Can you restate the patch cover letter's passage that opens with "Thu Mar 30 18:09:19" and closes with "files I modified.", changing "indentation" to "formatting" throughout?

TEXT SEGMENT —
— Begin —
[Mesa-dev] [PATCH 00/14] More substantial ff_fragment_shader cache key optimizations.

Thu Mar 30 18:09:19 UTC 2017

Hello,

This is the continuation of my ff_fragment_shader cache key optimizations.
I have continued to try to reduce overhead of make_state_key function and it
seems that I have gained a little bit. As this is the first time I have
ventured into the mesa codebase so much, it's possible that I did something
wrong along the way. Please, point it out if you find anything incorrect.
For example, I was a little bit confused by the indentation used in some code
parts (like using only spaces or a mix of spaces and tabs). I tried to preserve
the indentation of the files I modified.

As before, the number of patches might be a little bit high since some of them
are very simple. I might squash some of them if you prefer that.

The first 3 patches are a rebased resend of a previous series. I have kept
Eric's r-by (I have changed the commit message of these a little bit, I hope
keeping r-by was ok).

Patches 4-9 contain simple self-contained improvements to the cache key and
its computation.

Patches 10 and 11 try to move some of the state computation to the point it is
changed. I have added a couple of compressed state fields into the context
object.

Patches 12 and 13 use these new fields inside make_state_key, simplifying it
a lot. Along the way, I have fixed an apparent bug (GL_ONE was not handled as
a combine source), though there was no difference for piglit quick run.

Finally, patch 14 uses the new compressed fog state for atifs state handling
in st/mesa, since it was quite simple to modify it. I didn't bother using
the new state for classic dri drivers.
— End —
GIVEN INFORMATION —
— Begin —
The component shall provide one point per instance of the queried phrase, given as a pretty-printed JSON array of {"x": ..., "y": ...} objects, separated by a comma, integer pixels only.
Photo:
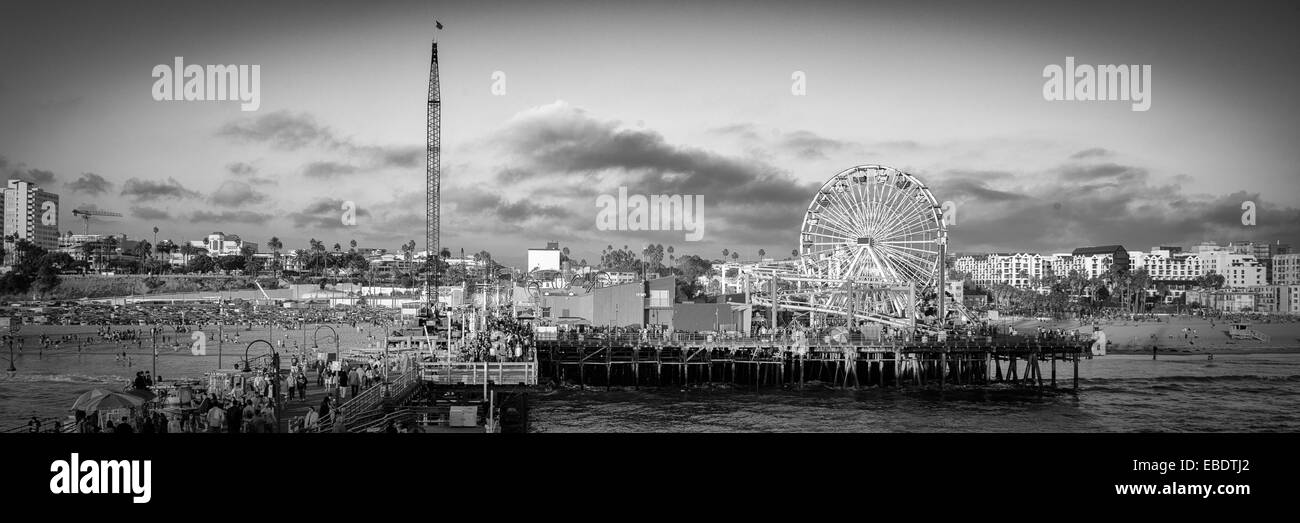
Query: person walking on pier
— End —
TASK RESULT —
Thu Mar 30 18:09:19 UTC 2017

Hello,

This is the continuation of my ff_fragment_shader cache key optimizations.
I have continued to try to reduce overhead of make_state_key function and it
seems that I have gained a little bit. As this is the first time I have
ventured into the mesa codebase so much, it's possible that I did something
wrong along the way. Please, point it out if you find anything incorrect.
For example, I was a little bit confused by the formatting used in some code
parts (like using only spaces or a mix of spaces and tabs). I tried to preserve
the formatting of the files I modified.